Task instructions ::
Copy out all the rows below, changing every "locate" to "mark" and leaving everything else untouched.

Records shown ::
++++++++++++++++++++
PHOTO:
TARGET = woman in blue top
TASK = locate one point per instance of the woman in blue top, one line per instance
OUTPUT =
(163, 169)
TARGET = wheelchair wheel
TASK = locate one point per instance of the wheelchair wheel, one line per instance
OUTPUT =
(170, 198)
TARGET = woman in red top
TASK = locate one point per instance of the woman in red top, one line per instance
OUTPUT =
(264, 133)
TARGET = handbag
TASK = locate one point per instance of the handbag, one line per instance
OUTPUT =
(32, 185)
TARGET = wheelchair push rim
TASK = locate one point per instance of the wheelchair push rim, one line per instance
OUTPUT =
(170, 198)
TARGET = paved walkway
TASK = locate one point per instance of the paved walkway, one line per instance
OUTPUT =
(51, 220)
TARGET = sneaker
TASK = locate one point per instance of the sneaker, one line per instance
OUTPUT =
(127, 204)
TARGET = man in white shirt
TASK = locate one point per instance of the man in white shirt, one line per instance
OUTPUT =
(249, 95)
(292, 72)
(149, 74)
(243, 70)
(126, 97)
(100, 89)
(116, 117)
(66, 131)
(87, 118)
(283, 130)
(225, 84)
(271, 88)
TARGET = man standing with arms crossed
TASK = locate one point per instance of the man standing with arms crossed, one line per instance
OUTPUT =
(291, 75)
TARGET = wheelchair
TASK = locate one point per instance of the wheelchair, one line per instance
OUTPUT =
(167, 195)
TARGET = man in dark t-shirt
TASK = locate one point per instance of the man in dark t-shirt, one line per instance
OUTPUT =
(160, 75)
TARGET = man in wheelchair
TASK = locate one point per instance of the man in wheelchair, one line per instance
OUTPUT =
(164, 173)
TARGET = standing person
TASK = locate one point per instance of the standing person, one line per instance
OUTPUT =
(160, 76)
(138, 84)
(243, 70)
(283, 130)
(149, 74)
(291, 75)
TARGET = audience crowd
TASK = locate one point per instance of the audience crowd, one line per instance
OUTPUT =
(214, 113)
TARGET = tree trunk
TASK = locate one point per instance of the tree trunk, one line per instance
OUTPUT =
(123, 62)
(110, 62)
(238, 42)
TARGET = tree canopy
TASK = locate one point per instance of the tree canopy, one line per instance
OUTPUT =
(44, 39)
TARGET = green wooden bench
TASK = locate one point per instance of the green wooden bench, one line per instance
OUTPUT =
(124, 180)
++++++++++++++++++++
Solution to the problem ::
PHOTO:
TARGET = woman in blue top
TASK = mark one point per instance of the woman in blue top, one line per instance
OUTPUT =
(163, 169)
TARGET = wheelchair wheel
TASK = mark one point per instance of the wheelchair wheel, one line per instance
OUTPUT =
(170, 198)
TARGET = woman in red top
TASK = mark one point per instance of the woman in red top, one line per instance
OUTPUT =
(264, 133)
TARGET = handbag
TASK = mark one point per instance of the handbag, one line per instance
OUTPUT =
(32, 185)
TARGET = wheelchair push rim
TASK = mark one point per instance of the wheelchair push rim, one line per instance
OUTPUT =
(170, 198)
TARGET = paved walkway
TASK = mark one point per instance of the paved walkway, one line per instance
OUTPUT =
(51, 220)
TARGET = sneaker
TASK = mark one point per instance of the sneaker, one line per instance
OUTPUT =
(127, 204)
TARGET = man in white shirt
TASK = mark one point per instance of the man in white shirt, one line per instance
OUTPUT =
(249, 95)
(292, 72)
(149, 74)
(243, 70)
(126, 97)
(100, 89)
(116, 117)
(66, 131)
(87, 118)
(283, 130)
(225, 84)
(271, 88)
TARGET = man standing with arms crossed
TASK = mark one point per instance of the man standing with arms crossed, one line per instance
OUTPUT =
(291, 75)
TARGET = wheelchair
TASK = mark one point per instance of the wheelchair, one line per instance
OUTPUT =
(167, 195)
TARGET = man in dark t-shirt
TASK = mark one point per instance of the man in dark t-shirt, one line per instance
OUTPUT =
(160, 75)
TARGET = man in wheelchair
TASK = mark one point per instance of the man in wheelchair, one line per instance
OUTPUT =
(164, 173)
TARGET = standing person
TASK = mark one point per instance of the standing person, one line per instance
OUTPUT =
(160, 76)
(138, 84)
(243, 70)
(283, 130)
(149, 74)
(291, 75)
TARGET = audience crowd
TASK = mark one point per instance of the audience crowd, one line per instance
OUTPUT =
(214, 113)
TARGET = tree trunk
TASK = mark one point per instance of the tree trunk, one line per instance
OUTPUT =
(123, 62)
(110, 62)
(238, 42)
TARGET = tree canopy
TASK = mark one point per instance of the tree canopy, one line per instance
OUTPUT =
(44, 39)
TARGET = green wooden bench
TASK = mark one point per instance of the green wooden bench, one line per instance
OUTPUT =
(124, 180)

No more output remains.